**Source material**
────────────────────────────────────────
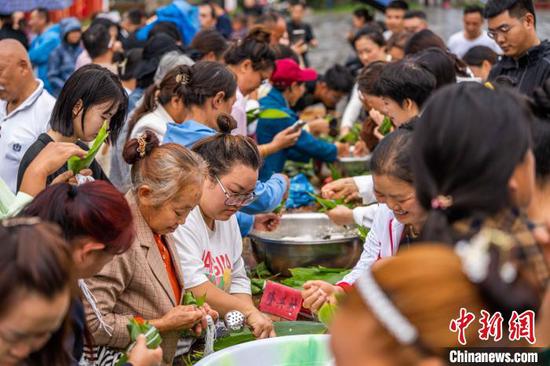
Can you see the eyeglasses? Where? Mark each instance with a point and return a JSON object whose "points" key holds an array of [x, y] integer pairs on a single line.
{"points": [[235, 199], [502, 30]]}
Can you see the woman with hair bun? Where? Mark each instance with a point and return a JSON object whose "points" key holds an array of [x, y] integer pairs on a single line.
{"points": [[146, 280], [208, 92], [209, 243]]}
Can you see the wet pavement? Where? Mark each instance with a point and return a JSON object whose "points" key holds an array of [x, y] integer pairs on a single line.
{"points": [[331, 29]]}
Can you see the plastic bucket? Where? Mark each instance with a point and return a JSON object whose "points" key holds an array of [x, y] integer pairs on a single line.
{"points": [[300, 350]]}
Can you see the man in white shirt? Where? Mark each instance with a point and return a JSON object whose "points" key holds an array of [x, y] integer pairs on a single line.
{"points": [[25, 108], [473, 33]]}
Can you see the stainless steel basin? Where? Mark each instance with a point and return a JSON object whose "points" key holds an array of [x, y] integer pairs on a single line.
{"points": [[306, 239]]}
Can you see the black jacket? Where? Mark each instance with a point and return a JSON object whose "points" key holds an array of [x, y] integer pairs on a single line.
{"points": [[526, 73]]}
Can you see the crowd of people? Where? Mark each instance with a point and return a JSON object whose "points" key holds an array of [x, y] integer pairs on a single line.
{"points": [[204, 110]]}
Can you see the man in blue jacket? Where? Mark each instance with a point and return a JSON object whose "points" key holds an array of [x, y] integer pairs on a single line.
{"points": [[288, 87], [184, 15], [46, 40], [269, 194], [62, 61]]}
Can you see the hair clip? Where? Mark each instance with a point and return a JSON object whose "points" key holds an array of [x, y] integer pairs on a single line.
{"points": [[442, 202], [182, 79], [21, 221], [141, 145], [73, 191]]}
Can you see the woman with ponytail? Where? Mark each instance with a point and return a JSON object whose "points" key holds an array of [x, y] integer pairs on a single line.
{"points": [[161, 105], [146, 280], [252, 60], [473, 168], [209, 243], [35, 293], [97, 223], [208, 92], [476, 179]]}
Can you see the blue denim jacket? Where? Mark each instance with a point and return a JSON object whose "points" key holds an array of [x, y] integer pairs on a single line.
{"points": [[268, 195], [306, 148], [40, 50]]}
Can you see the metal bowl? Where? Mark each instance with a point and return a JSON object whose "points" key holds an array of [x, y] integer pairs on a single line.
{"points": [[353, 166], [306, 239]]}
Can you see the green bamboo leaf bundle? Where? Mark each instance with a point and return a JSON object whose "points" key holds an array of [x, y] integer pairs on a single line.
{"points": [[76, 164]]}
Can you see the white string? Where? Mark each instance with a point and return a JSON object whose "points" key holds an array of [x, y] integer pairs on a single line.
{"points": [[93, 303], [386, 312], [210, 336]]}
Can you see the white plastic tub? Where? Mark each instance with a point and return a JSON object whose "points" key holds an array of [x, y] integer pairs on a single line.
{"points": [[300, 350]]}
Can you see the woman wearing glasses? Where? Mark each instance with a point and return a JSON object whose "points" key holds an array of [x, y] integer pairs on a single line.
{"points": [[146, 280], [208, 90], [209, 243]]}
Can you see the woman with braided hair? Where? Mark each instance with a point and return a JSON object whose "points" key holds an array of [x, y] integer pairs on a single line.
{"points": [[475, 180]]}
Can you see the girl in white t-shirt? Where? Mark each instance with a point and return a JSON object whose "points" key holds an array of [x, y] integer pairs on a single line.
{"points": [[398, 220], [209, 243]]}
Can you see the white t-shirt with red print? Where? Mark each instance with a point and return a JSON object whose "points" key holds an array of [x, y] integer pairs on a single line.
{"points": [[212, 255]]}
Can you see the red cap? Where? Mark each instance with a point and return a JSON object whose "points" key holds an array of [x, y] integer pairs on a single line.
{"points": [[287, 71]]}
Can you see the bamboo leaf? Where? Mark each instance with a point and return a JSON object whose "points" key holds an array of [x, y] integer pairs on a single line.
{"points": [[76, 164], [272, 114]]}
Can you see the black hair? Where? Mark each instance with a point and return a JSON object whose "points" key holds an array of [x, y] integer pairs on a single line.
────────────────────────────────────────
**Stated goal**
From the line containing "Can you see the white plastic" to the last line of the material, please quote every line exactly and only those.

**Output**
Can you see the white plastic tub? Where? Mark each instance with a point and return a JSON object whose "points" key holds an array of [x, y] integer pairs on a single line.
{"points": [[300, 350]]}
Can you see the woman wearing glasses? Where? Mark each instance with a point and return a JSON object whose "points" key holds an array of [x, y] integer pairs on a single line.
{"points": [[146, 280], [208, 90], [209, 243]]}
Can you see the woman with braided hair? Where? Mark each instance with a point and return a JSON object whose "points" key holds an array of [x, y] integer pairs on a single line.
{"points": [[475, 180]]}
Can you see the girl in white t-shirt? Where? Mark each instance with a point and return a JSON object whose "points" key holds an array of [x, y] integer pairs on a single line.
{"points": [[398, 220], [209, 243]]}
Can you see the white t-shirt with red print? Where? Mark each instance with a point and return a JSON object whose "points" key holds an array of [x, y] integer pairs on a single line.
{"points": [[212, 255]]}
Can you see the red cap? Where? Mark each instance with a point and return a JSON object whose "points" key holds an array of [x, y] integer pairs on a single line.
{"points": [[287, 71]]}
Can you see the bamboo leaf? Where? Mark each instance with a point and return a JSON object whose "points" key holds an array of [x, y] integer pairs on a single line.
{"points": [[76, 164], [272, 114]]}
Can you see the black hair? Where? Mark each instance with a point and return a JSON object whose "points" key holds an array of [x, y] integer pairs on a single line.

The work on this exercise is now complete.